====== Data shown ======

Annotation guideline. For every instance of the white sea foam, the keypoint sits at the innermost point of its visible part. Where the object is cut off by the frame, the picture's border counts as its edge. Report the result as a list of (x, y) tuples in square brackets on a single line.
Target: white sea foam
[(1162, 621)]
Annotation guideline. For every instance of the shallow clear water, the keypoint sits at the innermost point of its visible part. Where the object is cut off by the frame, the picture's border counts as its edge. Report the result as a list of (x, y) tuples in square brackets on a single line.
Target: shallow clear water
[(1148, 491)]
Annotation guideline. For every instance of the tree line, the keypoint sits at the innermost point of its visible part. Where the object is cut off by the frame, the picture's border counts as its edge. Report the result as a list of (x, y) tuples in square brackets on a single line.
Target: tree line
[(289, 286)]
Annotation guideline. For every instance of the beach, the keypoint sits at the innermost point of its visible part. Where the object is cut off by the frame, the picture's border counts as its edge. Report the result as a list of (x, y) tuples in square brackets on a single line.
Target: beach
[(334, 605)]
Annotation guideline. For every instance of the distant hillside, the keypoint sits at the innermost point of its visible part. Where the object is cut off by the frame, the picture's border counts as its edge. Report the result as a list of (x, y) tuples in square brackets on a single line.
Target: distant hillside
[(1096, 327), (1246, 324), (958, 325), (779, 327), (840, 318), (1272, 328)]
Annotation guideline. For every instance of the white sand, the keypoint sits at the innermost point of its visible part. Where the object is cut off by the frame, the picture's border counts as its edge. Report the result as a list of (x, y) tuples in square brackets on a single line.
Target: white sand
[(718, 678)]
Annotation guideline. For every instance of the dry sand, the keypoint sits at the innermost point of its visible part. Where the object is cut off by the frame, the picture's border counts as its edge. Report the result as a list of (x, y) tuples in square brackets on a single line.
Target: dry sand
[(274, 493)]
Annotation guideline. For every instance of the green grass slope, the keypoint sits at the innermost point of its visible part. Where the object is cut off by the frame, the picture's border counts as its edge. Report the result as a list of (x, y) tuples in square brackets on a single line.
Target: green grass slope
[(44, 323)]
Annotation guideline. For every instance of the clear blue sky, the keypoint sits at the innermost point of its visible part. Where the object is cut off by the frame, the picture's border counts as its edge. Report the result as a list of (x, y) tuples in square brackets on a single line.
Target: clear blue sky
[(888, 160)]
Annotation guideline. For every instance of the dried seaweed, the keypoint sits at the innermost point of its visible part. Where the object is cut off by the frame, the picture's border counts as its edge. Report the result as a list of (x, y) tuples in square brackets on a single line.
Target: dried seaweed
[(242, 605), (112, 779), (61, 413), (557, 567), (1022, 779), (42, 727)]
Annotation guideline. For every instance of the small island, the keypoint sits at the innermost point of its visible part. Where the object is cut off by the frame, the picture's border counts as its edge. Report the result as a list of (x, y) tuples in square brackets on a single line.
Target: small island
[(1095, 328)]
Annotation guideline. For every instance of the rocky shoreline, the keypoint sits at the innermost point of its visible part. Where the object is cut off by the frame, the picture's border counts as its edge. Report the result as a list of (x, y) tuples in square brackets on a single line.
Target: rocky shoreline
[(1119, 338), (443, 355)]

======

Could you copy out all of the lines above word for word?

Annotation guideline. For every instance of the white sea foam, the keypoint sits at the innermost point of its visible part. Where the object is cut off by the frame, the picture's border counts as its edge. Report the result as a list of (x, y) tuples in square brackets on a single line.
Target: white sea foam
[(1162, 621)]
Annotation guideline. For every instance of the shallow clear water, the keypoint sits at the innermost point of its visible part. Where the object is cut off by the frame, the picture's border counts as its edge. Report the result as a list of (x, y) tuples in square brackets on a single line.
Target: shallow clear water
[(1148, 491)]
Annotation guideline. For every instance of the tree line, the keypoint sits at the innermost point of its visible part. Where the object is cut off by the frame, the picture's border counts as its edge. Report the result as a list of (x, y) tuples in square brackets on a single line.
Target: tree line
[(289, 286)]
Annotation guideline. For every instance of the beach, the keypoint sits at the innermost point of its visible part. Where the object is cut off by the frame, the picture's border counts as its edge. Report the result as a list of (x, y) tuples in square brackets on a single line.
Target: beach
[(334, 605)]
Annotation guideline. For every instance of the distant hillside, the keypoint sits at the innermost point of its visible part. Where the object is cut off by the frame, the picture's border counts as its edge. Report the result as a list of (x, y) tuples in square brackets on a single line.
Target: distant hillside
[(1096, 327), (1246, 324), (958, 325), (779, 327), (840, 318), (1272, 328)]
Annotation guideline. For every instance of the white sand, the keypoint sits at the innermost point of its visible part. Where the object is cut off by the frame, the picture's border counts as its edge. Report the result as a list of (x, y) tuples in square brackets on a single line.
Target: white sand
[(718, 678)]
Annotation guideline. For every instance of the dry sand, the keypoint sits at the innermost point of its visible part. Where the object is cut off by the frame, the picture's border counts as its edge. Report the result as a list of (x, y) tuples in square brackets on a single line.
Target: dry sand
[(274, 493)]
Annotation guideline. For every instance of the green grass slope, the keypoint sits at the innermost point of its visible part. Where the object is cut off by the frame, the picture's border counts as its edge. Report the result as a list of (x, y) tuples in square brackets on a single line.
Target: green grass slope
[(44, 323)]
Annotation guideline. For every instance of the clear blue sky, the keypoint sits at the innermost point of its visible part. Where the object is cut off by the frame, the picture's border counts as its edge. Report the result as a list of (x, y) tuples in square brackets on a single line.
Target: clear blue sky
[(888, 160)]
Annotation guideline. For every instance of the dried seaweed, the keypoint sits at the innermost point of its visible part. Where the object is cut off by the frame, the picture's border counts as its edge. Report the result as a list of (x, y) tuples in square brackets on a single line.
Target: dried seaweed
[(242, 605), (112, 779), (61, 413), (557, 567), (1022, 779), (42, 727)]
Annotation guideline. For every instance of the small island, the keypoint sits at the innermost point of its visible part. Where the object is cut off by the frame, the picture's border counts as its edge. Report the result as a list of (x, y) tuples in square brackets on a single line.
Target: small island
[(1095, 328)]
Annotation guideline. For every instance of the rocky shoreline, the keypoint sits at the innermost point of its visible part. Where the object is cut off by the frame, the picture's border counts as its edge. Report the result as a list of (x, y) tuples in square brackets on a single line.
Target: rocky shoreline
[(1119, 338), (443, 355)]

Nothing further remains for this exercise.